■ INPUT RECORDS:

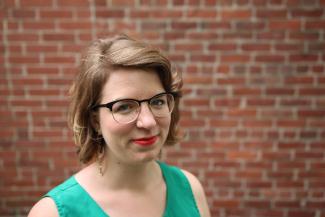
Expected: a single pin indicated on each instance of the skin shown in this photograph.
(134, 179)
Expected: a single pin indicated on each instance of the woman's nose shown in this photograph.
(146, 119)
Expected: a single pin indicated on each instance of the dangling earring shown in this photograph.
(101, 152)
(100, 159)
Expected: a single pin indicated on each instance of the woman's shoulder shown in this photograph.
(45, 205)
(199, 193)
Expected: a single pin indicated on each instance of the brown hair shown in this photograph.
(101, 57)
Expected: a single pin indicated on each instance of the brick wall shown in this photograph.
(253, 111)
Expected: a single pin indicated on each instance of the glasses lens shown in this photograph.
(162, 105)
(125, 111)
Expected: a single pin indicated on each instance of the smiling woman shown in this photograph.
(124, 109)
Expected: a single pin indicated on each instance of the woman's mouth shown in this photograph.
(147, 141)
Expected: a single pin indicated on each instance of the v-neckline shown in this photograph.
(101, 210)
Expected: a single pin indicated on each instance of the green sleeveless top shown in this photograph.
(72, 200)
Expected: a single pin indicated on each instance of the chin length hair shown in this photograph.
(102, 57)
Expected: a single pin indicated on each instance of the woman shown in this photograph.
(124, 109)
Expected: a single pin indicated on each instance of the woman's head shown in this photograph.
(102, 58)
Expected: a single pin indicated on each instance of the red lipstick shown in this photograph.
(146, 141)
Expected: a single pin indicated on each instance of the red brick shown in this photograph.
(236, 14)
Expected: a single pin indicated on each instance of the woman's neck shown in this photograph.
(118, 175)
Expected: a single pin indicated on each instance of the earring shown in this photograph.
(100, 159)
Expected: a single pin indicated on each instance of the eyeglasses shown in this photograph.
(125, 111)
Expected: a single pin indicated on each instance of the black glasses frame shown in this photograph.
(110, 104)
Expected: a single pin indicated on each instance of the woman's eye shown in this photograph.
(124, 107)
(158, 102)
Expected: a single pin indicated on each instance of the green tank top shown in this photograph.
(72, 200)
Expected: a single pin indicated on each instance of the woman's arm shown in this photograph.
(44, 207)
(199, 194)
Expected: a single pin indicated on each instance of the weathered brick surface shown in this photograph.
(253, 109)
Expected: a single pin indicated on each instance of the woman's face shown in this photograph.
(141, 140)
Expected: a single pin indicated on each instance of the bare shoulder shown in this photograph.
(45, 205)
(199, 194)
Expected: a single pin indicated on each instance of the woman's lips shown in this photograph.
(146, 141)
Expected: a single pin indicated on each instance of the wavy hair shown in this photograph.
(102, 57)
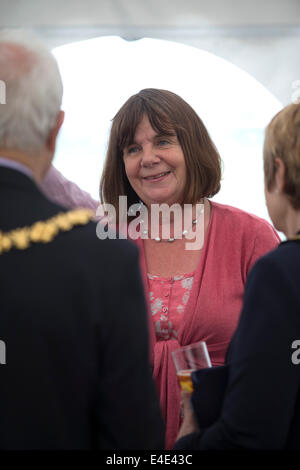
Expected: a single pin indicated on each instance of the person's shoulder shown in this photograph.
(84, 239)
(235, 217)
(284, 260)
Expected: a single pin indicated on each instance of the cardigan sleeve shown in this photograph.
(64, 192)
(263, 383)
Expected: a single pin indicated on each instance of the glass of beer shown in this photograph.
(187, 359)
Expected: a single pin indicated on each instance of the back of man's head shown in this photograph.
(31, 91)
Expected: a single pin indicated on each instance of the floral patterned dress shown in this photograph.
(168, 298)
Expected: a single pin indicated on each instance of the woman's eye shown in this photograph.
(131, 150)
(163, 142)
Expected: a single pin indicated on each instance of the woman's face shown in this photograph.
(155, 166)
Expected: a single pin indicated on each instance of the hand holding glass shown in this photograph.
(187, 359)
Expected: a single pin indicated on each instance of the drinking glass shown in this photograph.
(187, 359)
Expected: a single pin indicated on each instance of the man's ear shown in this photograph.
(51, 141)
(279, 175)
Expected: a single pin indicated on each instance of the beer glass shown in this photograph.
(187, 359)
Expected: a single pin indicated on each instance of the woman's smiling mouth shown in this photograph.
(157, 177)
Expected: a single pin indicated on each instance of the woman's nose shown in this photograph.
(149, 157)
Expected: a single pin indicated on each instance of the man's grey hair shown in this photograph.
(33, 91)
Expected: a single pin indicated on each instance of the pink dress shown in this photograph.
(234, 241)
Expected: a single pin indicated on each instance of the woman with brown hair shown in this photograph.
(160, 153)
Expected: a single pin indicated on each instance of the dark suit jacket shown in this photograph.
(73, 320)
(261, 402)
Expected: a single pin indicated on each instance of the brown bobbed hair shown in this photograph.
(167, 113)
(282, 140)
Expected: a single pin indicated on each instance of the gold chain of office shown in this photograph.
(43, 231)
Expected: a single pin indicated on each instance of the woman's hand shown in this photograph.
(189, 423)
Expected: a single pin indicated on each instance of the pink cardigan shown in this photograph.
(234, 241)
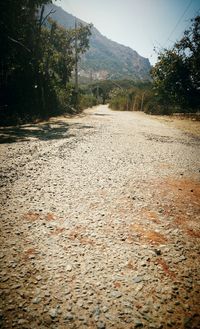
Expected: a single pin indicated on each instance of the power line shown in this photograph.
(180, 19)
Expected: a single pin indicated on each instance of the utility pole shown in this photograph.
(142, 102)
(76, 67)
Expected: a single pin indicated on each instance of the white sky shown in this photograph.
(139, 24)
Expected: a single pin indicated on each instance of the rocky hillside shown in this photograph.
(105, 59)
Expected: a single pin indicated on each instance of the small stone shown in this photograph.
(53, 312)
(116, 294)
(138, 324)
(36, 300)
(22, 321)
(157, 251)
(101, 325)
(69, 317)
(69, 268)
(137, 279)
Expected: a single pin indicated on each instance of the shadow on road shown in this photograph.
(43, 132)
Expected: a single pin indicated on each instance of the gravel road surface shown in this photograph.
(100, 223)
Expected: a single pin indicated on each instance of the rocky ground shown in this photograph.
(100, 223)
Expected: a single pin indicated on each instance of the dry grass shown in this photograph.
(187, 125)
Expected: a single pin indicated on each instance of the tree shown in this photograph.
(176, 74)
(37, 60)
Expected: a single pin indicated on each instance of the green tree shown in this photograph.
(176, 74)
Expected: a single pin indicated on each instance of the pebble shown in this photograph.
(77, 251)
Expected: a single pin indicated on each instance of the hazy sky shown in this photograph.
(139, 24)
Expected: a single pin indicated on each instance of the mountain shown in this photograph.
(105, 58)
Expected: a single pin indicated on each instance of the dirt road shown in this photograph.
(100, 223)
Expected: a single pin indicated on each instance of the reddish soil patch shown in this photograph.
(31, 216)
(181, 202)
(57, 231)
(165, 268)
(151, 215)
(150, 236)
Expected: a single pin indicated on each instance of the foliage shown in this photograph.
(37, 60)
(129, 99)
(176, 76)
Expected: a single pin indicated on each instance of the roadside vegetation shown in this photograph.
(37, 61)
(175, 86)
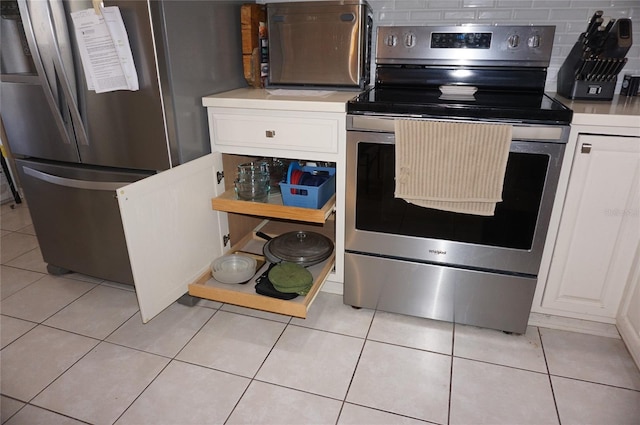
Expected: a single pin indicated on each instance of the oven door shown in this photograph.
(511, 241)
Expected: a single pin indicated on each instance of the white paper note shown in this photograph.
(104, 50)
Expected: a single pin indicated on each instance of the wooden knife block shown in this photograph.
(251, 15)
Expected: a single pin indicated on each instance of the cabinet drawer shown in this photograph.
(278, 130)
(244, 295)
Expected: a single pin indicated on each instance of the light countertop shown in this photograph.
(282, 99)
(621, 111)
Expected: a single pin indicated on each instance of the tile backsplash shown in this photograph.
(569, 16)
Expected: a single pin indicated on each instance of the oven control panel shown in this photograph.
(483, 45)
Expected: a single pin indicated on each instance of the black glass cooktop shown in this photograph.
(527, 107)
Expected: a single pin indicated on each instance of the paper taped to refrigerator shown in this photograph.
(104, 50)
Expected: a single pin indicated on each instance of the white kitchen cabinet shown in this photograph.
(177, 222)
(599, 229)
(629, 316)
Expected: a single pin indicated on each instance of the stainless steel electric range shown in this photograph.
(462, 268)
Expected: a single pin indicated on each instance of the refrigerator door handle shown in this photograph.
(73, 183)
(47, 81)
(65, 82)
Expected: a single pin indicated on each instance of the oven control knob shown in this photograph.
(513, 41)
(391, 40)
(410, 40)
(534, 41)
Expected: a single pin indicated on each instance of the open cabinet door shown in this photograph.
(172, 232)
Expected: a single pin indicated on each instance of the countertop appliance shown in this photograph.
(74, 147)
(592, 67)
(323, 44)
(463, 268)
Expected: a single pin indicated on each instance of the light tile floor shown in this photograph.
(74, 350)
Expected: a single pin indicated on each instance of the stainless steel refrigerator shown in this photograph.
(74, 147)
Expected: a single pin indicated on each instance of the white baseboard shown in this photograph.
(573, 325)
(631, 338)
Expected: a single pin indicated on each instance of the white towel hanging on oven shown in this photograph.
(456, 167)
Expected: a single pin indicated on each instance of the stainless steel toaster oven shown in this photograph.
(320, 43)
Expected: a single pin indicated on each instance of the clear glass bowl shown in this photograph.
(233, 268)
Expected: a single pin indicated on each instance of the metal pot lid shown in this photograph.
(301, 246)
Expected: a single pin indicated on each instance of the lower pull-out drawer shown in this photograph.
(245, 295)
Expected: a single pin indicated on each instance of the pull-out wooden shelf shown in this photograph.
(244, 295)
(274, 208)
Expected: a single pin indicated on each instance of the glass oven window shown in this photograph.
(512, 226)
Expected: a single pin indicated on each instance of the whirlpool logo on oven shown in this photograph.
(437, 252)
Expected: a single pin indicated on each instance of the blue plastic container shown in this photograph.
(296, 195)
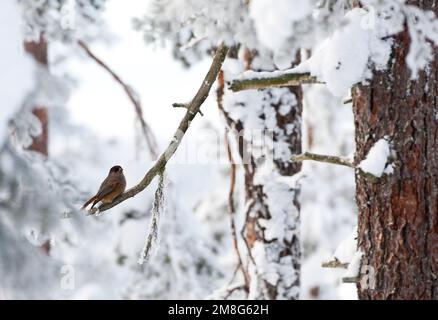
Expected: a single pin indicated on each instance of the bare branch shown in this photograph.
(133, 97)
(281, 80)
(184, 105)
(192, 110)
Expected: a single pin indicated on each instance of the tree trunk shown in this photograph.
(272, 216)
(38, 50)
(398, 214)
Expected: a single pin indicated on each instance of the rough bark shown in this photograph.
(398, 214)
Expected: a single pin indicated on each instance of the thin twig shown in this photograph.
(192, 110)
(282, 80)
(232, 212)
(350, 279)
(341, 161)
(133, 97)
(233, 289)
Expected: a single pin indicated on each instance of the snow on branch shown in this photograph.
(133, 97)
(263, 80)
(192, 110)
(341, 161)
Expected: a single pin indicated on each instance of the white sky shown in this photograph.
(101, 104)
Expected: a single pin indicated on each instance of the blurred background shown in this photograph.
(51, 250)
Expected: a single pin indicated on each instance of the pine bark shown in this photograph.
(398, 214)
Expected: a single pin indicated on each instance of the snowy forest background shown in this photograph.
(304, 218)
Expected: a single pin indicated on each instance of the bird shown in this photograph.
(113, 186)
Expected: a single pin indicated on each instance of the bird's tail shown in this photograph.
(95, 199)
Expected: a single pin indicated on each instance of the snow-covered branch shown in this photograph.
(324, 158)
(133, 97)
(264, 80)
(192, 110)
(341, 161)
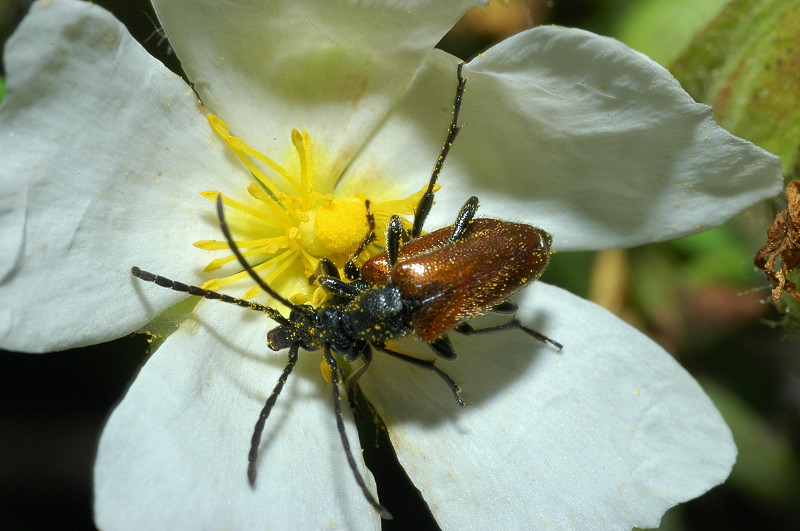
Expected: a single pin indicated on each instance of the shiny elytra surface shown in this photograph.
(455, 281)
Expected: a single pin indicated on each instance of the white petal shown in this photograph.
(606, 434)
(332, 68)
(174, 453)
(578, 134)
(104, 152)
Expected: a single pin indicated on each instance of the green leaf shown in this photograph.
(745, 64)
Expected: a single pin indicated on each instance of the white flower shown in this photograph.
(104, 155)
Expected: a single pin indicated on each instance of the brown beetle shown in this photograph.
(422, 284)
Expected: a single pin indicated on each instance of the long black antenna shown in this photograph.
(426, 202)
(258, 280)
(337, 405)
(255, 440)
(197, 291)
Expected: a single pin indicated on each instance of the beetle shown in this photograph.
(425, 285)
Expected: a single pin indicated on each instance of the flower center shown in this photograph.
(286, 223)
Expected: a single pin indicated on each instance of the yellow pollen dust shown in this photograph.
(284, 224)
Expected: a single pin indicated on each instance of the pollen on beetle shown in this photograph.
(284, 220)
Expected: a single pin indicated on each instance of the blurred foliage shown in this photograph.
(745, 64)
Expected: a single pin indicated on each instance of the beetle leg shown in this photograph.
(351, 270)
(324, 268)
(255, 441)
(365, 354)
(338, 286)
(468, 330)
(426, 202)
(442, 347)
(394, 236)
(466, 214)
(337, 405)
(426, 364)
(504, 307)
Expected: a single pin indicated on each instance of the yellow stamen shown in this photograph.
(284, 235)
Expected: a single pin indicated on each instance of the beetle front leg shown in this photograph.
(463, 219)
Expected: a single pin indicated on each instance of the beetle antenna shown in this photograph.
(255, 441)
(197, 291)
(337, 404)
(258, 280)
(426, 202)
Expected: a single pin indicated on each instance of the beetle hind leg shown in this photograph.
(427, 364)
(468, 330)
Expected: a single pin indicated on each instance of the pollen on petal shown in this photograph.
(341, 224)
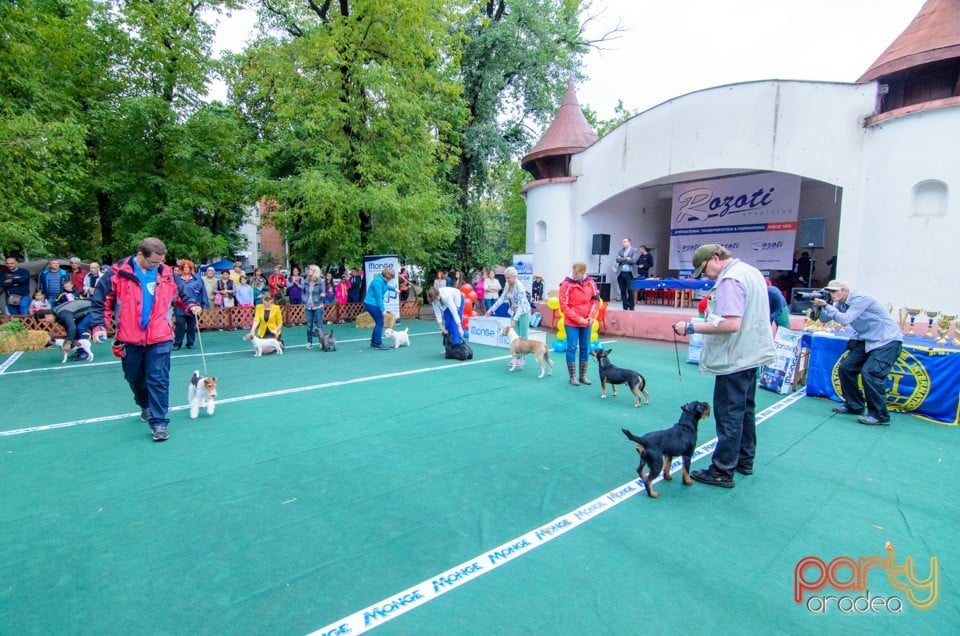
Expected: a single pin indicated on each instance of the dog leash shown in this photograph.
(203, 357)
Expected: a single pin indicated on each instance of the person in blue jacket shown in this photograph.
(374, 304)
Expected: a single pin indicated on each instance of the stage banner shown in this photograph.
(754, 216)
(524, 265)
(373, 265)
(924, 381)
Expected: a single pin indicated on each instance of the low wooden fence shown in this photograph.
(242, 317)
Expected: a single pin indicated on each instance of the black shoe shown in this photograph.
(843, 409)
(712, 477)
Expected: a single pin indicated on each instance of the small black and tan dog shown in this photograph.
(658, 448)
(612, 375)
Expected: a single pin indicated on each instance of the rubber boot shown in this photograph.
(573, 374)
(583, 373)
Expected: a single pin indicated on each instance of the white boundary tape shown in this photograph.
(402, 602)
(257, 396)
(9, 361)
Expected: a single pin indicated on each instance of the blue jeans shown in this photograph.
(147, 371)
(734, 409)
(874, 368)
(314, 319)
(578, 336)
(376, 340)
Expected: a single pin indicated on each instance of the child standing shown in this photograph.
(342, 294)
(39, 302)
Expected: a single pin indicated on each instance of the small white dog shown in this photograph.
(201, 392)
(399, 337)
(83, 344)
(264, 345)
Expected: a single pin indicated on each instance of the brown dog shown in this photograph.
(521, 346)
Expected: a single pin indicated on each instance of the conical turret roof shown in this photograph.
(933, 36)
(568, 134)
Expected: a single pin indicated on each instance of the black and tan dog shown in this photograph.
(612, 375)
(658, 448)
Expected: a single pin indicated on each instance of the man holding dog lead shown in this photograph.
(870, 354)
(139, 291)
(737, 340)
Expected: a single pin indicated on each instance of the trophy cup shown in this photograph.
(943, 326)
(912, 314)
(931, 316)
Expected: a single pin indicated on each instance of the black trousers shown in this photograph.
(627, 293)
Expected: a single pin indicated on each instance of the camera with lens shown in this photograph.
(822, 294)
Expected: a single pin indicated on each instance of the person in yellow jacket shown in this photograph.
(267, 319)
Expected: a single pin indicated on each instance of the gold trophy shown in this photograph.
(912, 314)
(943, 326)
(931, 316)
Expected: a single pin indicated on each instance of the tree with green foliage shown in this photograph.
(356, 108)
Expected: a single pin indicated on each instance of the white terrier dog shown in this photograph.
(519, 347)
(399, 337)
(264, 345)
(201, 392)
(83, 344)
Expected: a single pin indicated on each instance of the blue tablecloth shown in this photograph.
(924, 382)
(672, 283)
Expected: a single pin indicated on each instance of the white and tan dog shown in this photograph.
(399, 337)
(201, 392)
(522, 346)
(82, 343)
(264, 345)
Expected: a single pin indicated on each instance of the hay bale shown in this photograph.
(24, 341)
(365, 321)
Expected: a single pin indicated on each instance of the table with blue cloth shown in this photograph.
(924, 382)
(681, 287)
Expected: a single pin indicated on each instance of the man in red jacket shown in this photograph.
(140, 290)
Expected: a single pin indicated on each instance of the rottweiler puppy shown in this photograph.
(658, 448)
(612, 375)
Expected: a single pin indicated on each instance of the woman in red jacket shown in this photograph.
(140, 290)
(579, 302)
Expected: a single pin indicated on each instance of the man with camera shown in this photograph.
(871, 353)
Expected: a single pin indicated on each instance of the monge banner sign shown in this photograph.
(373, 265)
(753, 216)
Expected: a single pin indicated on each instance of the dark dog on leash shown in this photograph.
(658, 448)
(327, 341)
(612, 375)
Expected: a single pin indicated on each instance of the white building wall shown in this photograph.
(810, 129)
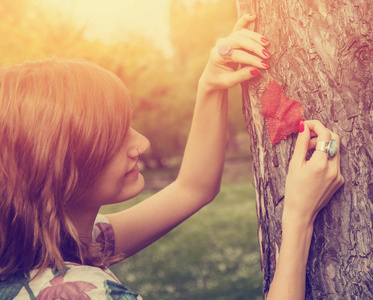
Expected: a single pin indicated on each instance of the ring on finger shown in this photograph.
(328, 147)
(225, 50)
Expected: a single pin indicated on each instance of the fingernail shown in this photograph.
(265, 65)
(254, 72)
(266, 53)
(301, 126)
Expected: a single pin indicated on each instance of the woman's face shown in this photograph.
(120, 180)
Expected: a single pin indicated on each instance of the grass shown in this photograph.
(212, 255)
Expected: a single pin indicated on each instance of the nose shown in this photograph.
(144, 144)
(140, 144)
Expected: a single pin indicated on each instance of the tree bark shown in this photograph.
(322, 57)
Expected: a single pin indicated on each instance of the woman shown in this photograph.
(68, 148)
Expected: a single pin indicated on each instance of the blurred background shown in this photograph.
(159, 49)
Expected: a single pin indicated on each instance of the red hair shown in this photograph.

■ DO THIS:
Copy the records word for word, from the line containing "Expected: a single pin indicated on each instance of the ring" through the last line of the records, including both ends.

■ THE RESPONSE:
Expected: a single pin indicated on each instance of the ring on finger shown in this photograph.
(328, 147)
(225, 50)
Expected: a single pin indicated on each instance of the fingernail shown in this photograph.
(265, 65)
(254, 72)
(266, 53)
(301, 126)
Expected: a single pin indicated on each instance of the woman's face shown in this photograph.
(120, 180)
Expected: a single pin indicated on each instance of the grass shown in this photograph.
(212, 255)
Expected: a single pin indicated on each instance of the nose shown in this photograph.
(144, 144)
(140, 144)
Expected: a single pin indicated on each instance of the tree bark shown in this photograph.
(322, 57)
Expected: a single pin indicated on each instance of the woman shown in this photograph.
(68, 148)
Expected: a single pin indicated on each instance of the blurred background shown in this photograph.
(159, 49)
Expected: a single pin indicated on each instance of the red hair shown in this photograph.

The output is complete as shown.